• WORK REQUIRED: Your job is to report every line of the entries that has "whiteboard".

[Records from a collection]
Start of Block
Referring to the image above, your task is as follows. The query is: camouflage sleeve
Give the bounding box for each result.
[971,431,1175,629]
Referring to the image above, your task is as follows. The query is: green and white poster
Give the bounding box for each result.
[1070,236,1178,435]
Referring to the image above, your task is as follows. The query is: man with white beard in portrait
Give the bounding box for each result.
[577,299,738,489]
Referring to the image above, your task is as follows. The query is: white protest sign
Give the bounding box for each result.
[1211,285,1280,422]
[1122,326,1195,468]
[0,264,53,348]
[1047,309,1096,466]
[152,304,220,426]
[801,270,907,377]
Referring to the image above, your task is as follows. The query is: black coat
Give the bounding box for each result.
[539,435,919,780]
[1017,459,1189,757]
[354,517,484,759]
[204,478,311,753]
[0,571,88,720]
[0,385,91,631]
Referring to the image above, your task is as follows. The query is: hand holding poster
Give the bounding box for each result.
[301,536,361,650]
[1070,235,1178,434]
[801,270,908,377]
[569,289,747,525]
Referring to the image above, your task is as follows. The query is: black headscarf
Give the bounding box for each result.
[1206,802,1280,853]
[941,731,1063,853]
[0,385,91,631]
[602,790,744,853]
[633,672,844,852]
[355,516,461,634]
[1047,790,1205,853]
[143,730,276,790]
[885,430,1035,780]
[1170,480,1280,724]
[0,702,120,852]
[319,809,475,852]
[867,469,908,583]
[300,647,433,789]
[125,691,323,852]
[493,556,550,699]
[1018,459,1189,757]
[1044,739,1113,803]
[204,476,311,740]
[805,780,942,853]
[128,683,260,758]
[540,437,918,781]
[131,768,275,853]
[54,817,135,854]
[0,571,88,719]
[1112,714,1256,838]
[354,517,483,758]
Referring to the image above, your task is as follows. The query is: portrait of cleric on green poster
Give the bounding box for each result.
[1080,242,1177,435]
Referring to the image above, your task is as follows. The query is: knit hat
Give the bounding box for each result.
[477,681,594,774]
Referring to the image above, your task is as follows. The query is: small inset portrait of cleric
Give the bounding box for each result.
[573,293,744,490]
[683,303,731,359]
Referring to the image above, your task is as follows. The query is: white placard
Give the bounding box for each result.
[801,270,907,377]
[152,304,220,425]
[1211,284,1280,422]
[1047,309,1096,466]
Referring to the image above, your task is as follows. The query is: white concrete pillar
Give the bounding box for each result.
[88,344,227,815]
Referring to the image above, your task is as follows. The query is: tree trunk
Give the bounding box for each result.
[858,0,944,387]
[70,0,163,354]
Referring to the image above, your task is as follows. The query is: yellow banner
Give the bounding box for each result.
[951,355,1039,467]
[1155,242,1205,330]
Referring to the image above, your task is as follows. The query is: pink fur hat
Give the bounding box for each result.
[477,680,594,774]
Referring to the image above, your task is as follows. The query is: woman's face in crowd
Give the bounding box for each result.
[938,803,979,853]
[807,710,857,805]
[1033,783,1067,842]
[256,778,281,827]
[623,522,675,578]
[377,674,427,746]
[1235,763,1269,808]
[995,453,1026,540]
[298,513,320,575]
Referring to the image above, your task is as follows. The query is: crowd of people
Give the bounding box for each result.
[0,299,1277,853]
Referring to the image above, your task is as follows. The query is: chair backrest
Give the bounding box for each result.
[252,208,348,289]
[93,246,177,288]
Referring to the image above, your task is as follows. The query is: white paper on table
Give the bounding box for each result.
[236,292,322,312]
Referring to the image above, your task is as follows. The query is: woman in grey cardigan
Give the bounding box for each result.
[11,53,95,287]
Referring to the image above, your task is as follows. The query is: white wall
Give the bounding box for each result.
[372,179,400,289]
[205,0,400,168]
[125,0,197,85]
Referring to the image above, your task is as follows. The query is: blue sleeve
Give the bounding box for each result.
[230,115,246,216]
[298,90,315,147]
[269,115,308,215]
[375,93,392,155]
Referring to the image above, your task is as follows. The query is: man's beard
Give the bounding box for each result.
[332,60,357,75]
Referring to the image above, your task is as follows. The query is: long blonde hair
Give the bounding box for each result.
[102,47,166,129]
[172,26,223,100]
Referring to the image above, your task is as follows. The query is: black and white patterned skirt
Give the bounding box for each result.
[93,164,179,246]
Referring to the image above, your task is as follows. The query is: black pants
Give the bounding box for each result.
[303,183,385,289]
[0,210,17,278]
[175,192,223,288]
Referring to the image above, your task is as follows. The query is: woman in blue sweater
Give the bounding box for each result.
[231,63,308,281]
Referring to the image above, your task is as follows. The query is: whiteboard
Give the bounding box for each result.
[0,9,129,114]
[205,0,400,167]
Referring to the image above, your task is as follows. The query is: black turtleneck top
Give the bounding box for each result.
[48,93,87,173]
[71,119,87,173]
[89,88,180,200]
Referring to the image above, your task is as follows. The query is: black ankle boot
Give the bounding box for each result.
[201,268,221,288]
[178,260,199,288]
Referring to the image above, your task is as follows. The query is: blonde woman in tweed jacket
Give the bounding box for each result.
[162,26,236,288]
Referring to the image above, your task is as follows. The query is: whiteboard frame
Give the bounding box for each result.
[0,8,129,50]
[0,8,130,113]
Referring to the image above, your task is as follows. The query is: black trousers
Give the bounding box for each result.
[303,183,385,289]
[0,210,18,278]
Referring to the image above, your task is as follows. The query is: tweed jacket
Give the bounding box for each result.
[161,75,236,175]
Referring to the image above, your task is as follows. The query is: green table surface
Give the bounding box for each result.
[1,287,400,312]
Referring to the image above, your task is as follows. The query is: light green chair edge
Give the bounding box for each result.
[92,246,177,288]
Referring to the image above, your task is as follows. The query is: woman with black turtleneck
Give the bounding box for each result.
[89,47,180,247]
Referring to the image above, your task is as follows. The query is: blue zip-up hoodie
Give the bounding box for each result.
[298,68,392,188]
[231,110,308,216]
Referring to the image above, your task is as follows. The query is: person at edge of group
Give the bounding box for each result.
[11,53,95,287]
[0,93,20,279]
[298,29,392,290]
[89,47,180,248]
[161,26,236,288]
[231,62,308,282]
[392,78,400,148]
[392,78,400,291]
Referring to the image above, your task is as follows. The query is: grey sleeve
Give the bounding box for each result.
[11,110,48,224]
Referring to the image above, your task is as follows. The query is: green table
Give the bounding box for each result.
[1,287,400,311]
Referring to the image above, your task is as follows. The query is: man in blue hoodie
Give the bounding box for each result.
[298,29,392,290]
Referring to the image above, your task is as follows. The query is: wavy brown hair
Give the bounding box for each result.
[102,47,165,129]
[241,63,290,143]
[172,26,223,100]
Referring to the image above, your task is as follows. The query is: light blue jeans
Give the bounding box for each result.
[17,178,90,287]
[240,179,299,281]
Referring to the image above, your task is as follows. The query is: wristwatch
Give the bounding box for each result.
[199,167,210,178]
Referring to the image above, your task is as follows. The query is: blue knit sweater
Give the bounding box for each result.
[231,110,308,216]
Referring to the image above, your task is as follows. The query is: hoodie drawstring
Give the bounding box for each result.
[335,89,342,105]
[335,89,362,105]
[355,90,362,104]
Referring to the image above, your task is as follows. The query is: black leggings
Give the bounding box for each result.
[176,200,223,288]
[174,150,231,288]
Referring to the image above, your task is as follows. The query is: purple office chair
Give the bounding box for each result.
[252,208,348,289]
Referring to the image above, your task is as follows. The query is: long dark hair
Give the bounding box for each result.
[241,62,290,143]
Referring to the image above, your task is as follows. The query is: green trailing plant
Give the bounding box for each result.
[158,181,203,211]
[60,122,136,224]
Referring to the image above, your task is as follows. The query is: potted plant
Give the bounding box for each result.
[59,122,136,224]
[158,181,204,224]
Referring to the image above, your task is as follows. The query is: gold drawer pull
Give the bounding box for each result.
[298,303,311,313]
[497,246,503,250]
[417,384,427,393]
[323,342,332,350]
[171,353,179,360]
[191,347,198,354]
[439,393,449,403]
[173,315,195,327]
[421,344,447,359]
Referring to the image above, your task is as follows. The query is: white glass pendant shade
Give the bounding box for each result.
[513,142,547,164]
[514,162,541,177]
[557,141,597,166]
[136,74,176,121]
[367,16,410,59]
End of Block
• WRITTEN REPLY:
Referring to the image above, your task is as follows. The query is: whiteboard
Referring to the image above, your task is as follows. The query is: whiteboard frame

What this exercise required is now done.